# Bloc de texte
____________________

Tageblatt: Comment interpréter un artiste dans l’acte de peindre?

Damien Bonnard: Joachim voulait que le personnage soit photographe, mais quand il a su que j’avais fait les Beaux-Arts et que j’avais longtemps travaillé avec Marthe Wéry (peintre minimaliste belge, 1930-2005) à Bruxelles, il a changé. Il a senti que j’étais capable d’interpréter ce peintre Damien, et que j’en avais envie. J’ai travaillé avec le peintre belge Piet Raemdonck, au plus près de son style. Nous avons reconstitué son atelier dans une maison au Grand-Duché du Luxembourg où le film a été tourné en grande partie.

Vous incarnez une épouse au bout du rouleau, lassée de ces montagnes russes d’émotions. Ce rôle vous a-t-il fait peur?

Leïla Bekhti: Oui, un peu. Je ne parle pas des peurs qui me paralysent, mais de la peur qui donne envie. Si je lis un script et que je n’ai pas peur d’incarner un rôle, c’est moins excitant. Le personnage de Leïla peut tomber facilement dans la position de victime. Or, c’est quelqu’un qui refuse de subir et qui se bat. En même temps, elle décide de soutenir son mari parce qu’elle l’aime profondément. Aujourd’hui, on pourrait se dire qu’elle se sacrifie. Effectivement, elle a pris quinze kilos en dix ans parce qu’elle stresse. Mais elle tient le coup, par amour. C’est plus rock ’n roll d’essayer de maintenir le lien du couple alors qu’aujourd’hui, c’est très facile de se séparer. Il n’y a rien plus irrationnel que l’amour. Le film parle de ça. Il parle aussi de folie du quotidien qui nous embarque. Elle est contagieuse. L’idée que Leïla qui est très lucide, qui pense le rester alors qu’elle ne l’est plus du tout, m’a beaucoup plus.

____________________

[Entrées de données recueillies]
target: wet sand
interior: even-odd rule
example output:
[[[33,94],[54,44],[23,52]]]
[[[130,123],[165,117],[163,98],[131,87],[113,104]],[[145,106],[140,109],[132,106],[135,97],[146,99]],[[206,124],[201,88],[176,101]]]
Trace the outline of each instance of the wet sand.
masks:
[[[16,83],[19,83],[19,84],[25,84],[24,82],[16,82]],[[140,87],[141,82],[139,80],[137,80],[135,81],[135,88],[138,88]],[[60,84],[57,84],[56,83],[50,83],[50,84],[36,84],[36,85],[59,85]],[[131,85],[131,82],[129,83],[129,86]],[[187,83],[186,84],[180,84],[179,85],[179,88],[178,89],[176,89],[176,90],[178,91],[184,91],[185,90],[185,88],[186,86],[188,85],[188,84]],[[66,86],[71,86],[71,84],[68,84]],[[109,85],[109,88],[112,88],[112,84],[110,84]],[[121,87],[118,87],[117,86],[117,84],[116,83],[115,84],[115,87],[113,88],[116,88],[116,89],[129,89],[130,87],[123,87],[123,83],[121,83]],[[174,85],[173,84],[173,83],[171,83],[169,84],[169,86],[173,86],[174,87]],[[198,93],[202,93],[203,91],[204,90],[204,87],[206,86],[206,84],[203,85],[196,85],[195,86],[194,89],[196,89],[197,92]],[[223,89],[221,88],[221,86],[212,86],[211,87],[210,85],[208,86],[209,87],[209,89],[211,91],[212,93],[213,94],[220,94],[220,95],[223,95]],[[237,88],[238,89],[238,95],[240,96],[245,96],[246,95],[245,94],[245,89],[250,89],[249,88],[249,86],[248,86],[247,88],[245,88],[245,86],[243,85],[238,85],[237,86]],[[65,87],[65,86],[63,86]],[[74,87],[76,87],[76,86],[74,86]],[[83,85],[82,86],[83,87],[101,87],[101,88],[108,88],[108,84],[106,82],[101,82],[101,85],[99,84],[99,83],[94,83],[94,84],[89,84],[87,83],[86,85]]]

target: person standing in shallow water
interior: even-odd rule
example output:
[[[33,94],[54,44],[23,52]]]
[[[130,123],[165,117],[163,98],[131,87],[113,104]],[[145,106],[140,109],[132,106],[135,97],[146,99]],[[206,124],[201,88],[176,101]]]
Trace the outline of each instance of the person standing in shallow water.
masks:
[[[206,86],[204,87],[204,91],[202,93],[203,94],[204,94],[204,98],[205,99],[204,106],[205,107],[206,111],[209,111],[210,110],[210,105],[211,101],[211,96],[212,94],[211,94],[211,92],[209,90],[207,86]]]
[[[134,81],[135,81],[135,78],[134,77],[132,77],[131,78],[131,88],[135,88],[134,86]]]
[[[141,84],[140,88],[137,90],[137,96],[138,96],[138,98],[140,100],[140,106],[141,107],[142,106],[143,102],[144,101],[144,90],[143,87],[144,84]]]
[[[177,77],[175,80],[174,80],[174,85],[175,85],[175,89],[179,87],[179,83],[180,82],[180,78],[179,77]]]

____________________

# Consigne
D'après le bloc de texte, où l'atelier du peintre a-t-il été reconstitué ? Appuyez-vous uniquement sur le bloc de texte.

# Réponse
Dans une maison au Grand-Duché du Luxembourg.